GIVEN INSTRUCTION » Give every line below again, exactly.

--- BEGIN PROVIDED MATERIAL ---

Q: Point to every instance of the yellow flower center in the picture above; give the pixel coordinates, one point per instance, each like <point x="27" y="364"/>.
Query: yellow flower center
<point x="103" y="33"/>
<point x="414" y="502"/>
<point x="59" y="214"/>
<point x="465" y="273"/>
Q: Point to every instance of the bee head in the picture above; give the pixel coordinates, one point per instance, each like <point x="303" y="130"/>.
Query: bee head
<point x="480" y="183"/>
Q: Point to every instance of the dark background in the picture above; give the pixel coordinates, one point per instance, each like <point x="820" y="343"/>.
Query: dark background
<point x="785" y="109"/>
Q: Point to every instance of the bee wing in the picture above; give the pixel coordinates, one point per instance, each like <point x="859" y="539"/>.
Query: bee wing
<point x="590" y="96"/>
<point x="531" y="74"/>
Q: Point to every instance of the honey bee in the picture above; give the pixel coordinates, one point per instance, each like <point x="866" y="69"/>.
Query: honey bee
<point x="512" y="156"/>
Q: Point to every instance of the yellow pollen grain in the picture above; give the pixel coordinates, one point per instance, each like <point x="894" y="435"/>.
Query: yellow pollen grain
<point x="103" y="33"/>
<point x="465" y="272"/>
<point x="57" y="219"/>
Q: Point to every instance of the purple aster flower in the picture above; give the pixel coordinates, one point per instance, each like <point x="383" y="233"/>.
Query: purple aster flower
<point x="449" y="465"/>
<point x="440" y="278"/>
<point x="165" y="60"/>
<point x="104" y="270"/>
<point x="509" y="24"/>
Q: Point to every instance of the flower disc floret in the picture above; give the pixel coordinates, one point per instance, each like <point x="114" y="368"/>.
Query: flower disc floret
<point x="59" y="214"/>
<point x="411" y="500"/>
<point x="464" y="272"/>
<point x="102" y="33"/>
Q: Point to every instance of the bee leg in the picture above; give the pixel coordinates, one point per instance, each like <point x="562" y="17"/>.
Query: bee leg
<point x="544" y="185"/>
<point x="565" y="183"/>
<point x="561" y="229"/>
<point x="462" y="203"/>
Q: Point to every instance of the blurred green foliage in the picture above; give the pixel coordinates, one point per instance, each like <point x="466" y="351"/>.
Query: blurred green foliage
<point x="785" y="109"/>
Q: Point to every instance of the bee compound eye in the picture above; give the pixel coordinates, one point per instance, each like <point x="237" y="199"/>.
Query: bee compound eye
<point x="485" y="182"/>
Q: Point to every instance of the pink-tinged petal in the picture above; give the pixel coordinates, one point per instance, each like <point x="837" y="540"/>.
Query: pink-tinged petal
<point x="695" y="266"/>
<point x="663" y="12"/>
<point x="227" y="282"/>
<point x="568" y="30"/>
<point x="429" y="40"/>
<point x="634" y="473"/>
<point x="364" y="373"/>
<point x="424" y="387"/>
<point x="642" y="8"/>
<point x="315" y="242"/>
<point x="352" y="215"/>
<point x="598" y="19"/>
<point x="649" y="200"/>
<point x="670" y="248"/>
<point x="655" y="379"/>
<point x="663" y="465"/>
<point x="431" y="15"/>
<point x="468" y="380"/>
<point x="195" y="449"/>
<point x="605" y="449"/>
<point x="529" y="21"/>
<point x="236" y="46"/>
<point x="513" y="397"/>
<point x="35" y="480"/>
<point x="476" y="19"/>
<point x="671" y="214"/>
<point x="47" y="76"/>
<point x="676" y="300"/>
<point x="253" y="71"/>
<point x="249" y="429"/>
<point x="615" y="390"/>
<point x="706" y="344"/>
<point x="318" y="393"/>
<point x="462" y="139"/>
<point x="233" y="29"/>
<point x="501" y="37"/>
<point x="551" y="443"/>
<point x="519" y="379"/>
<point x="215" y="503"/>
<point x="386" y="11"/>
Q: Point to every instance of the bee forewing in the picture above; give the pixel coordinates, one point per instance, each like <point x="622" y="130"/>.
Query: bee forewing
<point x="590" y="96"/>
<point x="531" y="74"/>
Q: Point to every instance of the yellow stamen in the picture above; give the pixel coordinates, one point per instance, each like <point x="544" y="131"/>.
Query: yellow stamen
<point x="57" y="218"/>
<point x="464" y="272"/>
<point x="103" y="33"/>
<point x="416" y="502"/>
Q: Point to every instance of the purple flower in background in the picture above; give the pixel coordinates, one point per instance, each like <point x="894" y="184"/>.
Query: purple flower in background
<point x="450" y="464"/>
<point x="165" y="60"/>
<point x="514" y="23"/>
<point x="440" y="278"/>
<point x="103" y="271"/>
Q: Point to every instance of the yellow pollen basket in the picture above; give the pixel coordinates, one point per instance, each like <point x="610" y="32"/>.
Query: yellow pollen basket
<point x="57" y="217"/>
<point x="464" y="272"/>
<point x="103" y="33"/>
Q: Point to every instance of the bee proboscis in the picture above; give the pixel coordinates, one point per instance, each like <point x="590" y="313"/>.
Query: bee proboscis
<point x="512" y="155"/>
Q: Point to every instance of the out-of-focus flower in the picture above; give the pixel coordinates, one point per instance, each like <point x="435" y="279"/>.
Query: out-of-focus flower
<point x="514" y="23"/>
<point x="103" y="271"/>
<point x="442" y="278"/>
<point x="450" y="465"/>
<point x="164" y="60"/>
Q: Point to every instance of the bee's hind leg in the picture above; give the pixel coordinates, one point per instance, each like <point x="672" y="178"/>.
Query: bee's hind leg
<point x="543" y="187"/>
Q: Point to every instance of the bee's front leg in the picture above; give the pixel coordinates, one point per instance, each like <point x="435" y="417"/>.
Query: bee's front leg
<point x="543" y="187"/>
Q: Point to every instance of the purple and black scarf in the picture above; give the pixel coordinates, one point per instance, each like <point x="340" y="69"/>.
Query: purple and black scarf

--- END PROVIDED MATERIAL ---

OUTPUT OF THE EXERCISE »
Q: Point to every instance of the yellow flower center in the picture above; give the pixel coordinates, one point per instance, each like <point x="27" y="364"/>.
Query: yellow flower center
<point x="103" y="33"/>
<point x="414" y="502"/>
<point x="59" y="214"/>
<point x="465" y="273"/>
Q: Point to every instance of the bee head in the picture above; give the pixel coordinates, one point per instance, each like <point x="303" y="130"/>.
Query: bee head
<point x="480" y="183"/>
Q: Point to every instance of the dark background in the picture above; give the pixel coordinates, one point per instance, each like <point x="820" y="343"/>.
Query: dark background
<point x="785" y="109"/>
Q: Point to every instance of the bee wing in the picture above; give the pixel coordinates, one point per instance, each like <point x="859" y="539"/>.
Query: bee wing
<point x="590" y="96"/>
<point x="531" y="74"/>
Q: Point to every instance of the honey bee in the picture above; give the pixel coordinates, one point per instance, each like <point x="866" y="69"/>.
Query: honey bee
<point x="512" y="156"/>
Q: Point to every instance of the yellow pollen grain in the picture above; give the pixel coordinates, one point per instance, each like <point x="894" y="435"/>.
Query: yellow pollen grain
<point x="103" y="33"/>
<point x="465" y="272"/>
<point x="57" y="219"/>
Q: Point to every instance of the purple aster flower in the picture above; give the pixel coordinates, one point per instance, each like <point x="383" y="233"/>.
Query: purple aster flower
<point x="449" y="465"/>
<point x="440" y="278"/>
<point x="165" y="60"/>
<point x="104" y="270"/>
<point x="509" y="24"/>
Q: Point to every instance of the flower disc floret in the picture above; give the pixel coordinates, one point per instance, each like <point x="114" y="368"/>.
Query: flower disc floret
<point x="59" y="214"/>
<point x="411" y="500"/>
<point x="464" y="272"/>
<point x="102" y="33"/>
Q: Point to every instance of the bee leg in the picture above; give the pixel coordinates, one point per instance, each like <point x="562" y="17"/>.
Query: bee leg
<point x="544" y="185"/>
<point x="565" y="183"/>
<point x="561" y="229"/>
<point x="462" y="203"/>
Q: Point to every instance of the blurred green foliage in the picture above; give the pixel coordinates, one point per instance, each like <point x="466" y="351"/>.
Query: blurred green foliage
<point x="785" y="109"/>
Q: Point to every instance of the bee compound eye in the picture above; give the pixel coordinates, one point per instance, each like <point x="237" y="199"/>.
Query: bee compound eye
<point x="485" y="182"/>
Q: Point to every instance of the pink-tinged petal in the picture above; give the pixel coordinates, one point per instance, each like <point x="837" y="540"/>.
Query: pink-tinged petal
<point x="695" y="266"/>
<point x="663" y="12"/>
<point x="227" y="282"/>
<point x="568" y="30"/>
<point x="429" y="40"/>
<point x="634" y="473"/>
<point x="364" y="373"/>
<point x="424" y="387"/>
<point x="642" y="8"/>
<point x="315" y="242"/>
<point x="352" y="215"/>
<point x="598" y="19"/>
<point x="649" y="200"/>
<point x="670" y="248"/>
<point x="655" y="379"/>
<point x="663" y="465"/>
<point x="431" y="15"/>
<point x="468" y="380"/>
<point x="195" y="449"/>
<point x="605" y="449"/>
<point x="529" y="21"/>
<point x="236" y="46"/>
<point x="513" y="397"/>
<point x="35" y="480"/>
<point x="476" y="19"/>
<point x="671" y="214"/>
<point x="47" y="76"/>
<point x="676" y="300"/>
<point x="253" y="71"/>
<point x="249" y="429"/>
<point x="615" y="390"/>
<point x="706" y="344"/>
<point x="318" y="393"/>
<point x="462" y="139"/>
<point x="233" y="29"/>
<point x="501" y="37"/>
<point x="551" y="443"/>
<point x="519" y="379"/>
<point x="215" y="503"/>
<point x="386" y="11"/>
Q: Point to every instance of the bee forewing in the picture above; give the pixel coordinates, one point per instance, each like <point x="622" y="130"/>.
Query: bee forewing
<point x="590" y="96"/>
<point x="531" y="74"/>
Q: Point to every instance of the yellow stamen in the picture above; give the pixel coordinates, one point per instance, each like <point x="544" y="131"/>.
Query: yellow stamen
<point x="57" y="218"/>
<point x="464" y="272"/>
<point x="103" y="33"/>
<point x="416" y="502"/>
Q: Point to every instance of the purple flower in background in the picture above; give the pixel coordinates, one point per instance, each like <point x="894" y="184"/>.
Query: purple flower in background
<point x="450" y="464"/>
<point x="165" y="60"/>
<point x="514" y="23"/>
<point x="440" y="278"/>
<point x="103" y="271"/>
Q: Point to every instance of the yellow pollen basket in the picture above; give the pixel coordinates, one point per instance, each like <point x="610" y="32"/>.
Query: yellow pollen basket
<point x="57" y="217"/>
<point x="464" y="272"/>
<point x="103" y="33"/>
Q: Point to every instance of the bee proboscis in the picture above; give the pixel coordinates, one point per instance, each like <point x="590" y="313"/>.
Query: bee proboscis
<point x="512" y="155"/>
Q: Point to every instance of the out-of-focus flower in the picture above; give the pixel coordinates, one point per instance, each like <point x="435" y="279"/>.
Query: out-of-focus flower
<point x="514" y="23"/>
<point x="103" y="271"/>
<point x="442" y="278"/>
<point x="450" y="465"/>
<point x="164" y="60"/>
Q: Point to every instance of the bee's hind leg in the picture above; give the pixel coordinates, one point per instance, each like <point x="672" y="178"/>.
Query: bee's hind leg
<point x="543" y="187"/>
Q: Point to every instance of the bee's front leg in the picture above; give the pixel coordinates, one point per instance, each like <point x="435" y="417"/>.
Query: bee's front leg
<point x="543" y="187"/>
Q: Point to every instance of the purple and black scarf in the picture above; give the pixel coordinates, one point per instance, each like <point x="340" y="69"/>.
Query: purple and black scarf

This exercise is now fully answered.